__Goal of the exercise__.
In the records below, which lines include "white"? Copy them.

[Stored data entries]
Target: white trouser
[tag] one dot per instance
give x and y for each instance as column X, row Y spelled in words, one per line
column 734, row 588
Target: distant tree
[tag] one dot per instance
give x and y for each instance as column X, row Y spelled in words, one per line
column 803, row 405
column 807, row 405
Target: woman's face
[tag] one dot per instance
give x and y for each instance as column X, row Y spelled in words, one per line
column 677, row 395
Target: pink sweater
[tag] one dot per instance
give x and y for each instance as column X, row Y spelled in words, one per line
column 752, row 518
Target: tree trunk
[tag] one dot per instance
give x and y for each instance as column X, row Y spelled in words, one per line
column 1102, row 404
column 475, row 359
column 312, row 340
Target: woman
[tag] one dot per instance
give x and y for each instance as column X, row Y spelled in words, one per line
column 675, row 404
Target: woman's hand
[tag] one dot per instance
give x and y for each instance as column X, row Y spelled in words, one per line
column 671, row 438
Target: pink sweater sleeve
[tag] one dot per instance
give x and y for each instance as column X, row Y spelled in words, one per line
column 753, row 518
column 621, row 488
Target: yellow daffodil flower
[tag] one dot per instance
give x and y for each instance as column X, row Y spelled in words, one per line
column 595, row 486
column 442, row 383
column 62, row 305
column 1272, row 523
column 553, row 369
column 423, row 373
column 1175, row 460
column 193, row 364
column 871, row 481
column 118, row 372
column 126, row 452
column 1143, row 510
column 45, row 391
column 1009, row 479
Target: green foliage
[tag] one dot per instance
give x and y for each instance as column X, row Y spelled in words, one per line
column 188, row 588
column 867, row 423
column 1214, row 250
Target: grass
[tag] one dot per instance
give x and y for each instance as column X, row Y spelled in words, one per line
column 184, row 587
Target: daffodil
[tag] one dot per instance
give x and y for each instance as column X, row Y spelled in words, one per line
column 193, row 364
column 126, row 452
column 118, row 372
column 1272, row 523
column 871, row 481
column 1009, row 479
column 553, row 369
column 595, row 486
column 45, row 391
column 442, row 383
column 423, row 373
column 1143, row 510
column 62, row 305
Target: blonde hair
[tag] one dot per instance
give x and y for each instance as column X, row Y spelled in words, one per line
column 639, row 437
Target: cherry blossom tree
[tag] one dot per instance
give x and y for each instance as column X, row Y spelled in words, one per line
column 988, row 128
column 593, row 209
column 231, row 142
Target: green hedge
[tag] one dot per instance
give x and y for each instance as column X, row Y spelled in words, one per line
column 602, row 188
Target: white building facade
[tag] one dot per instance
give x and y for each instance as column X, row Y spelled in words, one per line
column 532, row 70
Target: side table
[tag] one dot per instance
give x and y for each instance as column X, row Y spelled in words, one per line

__Solution to this exercise__.
Target: white trouser
Target: white building facade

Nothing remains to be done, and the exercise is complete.